[[ Text block open ]]

# Kodak GC 400-6, what year was this film made.



## kodak1969 (Sep 8, 2012)

Does any one know what year this kodak print film was introduced.
Film strip reads, GC 400-6, also numbers,(m/801989) Thanks..


----------



## tirediron (Sep 8, 2012)

*Moving to the Film Forum - you should get better help there.*


----------



## PhotoWrangler (Sep 8, 2012)

Its Kodak Gold Color 400 speed film. The -6 I would assume is the frame number. Kodak Gold is still manufactured...

Kodak GC 135-36 Gold Max 400 Color Print Film (ISO-400) B&H


----------



## kodak1969 (Sep 8, 2012)

Thanks for your reply, the numbers 400-6 are the same all along the film strip..


----------



## PhotoWrangler (Sep 8, 2012)

[[ Text block closed ]]
[[ Supplied data open ]]

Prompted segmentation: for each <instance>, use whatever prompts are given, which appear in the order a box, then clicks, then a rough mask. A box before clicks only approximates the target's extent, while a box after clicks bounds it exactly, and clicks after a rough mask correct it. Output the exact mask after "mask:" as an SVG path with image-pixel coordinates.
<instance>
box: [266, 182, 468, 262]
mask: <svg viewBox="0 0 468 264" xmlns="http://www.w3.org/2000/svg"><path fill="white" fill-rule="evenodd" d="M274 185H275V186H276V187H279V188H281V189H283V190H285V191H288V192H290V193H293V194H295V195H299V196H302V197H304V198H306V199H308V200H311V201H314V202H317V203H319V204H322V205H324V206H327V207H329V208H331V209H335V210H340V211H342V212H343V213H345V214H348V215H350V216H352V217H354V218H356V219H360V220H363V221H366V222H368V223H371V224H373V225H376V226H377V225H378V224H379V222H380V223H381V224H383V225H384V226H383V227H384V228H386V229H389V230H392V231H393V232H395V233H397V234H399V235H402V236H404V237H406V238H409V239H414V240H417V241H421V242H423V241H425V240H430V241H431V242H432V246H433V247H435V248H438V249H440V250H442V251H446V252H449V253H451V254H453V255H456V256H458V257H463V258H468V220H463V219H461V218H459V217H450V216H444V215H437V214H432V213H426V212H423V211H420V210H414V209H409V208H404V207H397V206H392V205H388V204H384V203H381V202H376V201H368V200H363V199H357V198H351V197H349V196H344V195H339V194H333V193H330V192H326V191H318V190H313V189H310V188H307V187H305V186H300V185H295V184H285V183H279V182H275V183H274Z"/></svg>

[[ Supplied data closed ]]

§ Task brief: Extend the forum thread about dating Kodak GC 400-6 film, picking up from its final line.

§ Response:
Ok.. according to this chart, its Kodok Gold Color Generation 6...


KODAK    GOLD           400 Gen 6           GOLD 400-6 KODAK FILM/BLUE/BLUE

Film types


----------



## amolitor (Sep 9, 2012)

There is no way of knowing what year it was made. It appears to be the current (last) generation of the film, and has been around for at least 15 years or so, possibly quite a bit more. If they put a lot number onto the film, you might be able to call Kodak directly and ask them.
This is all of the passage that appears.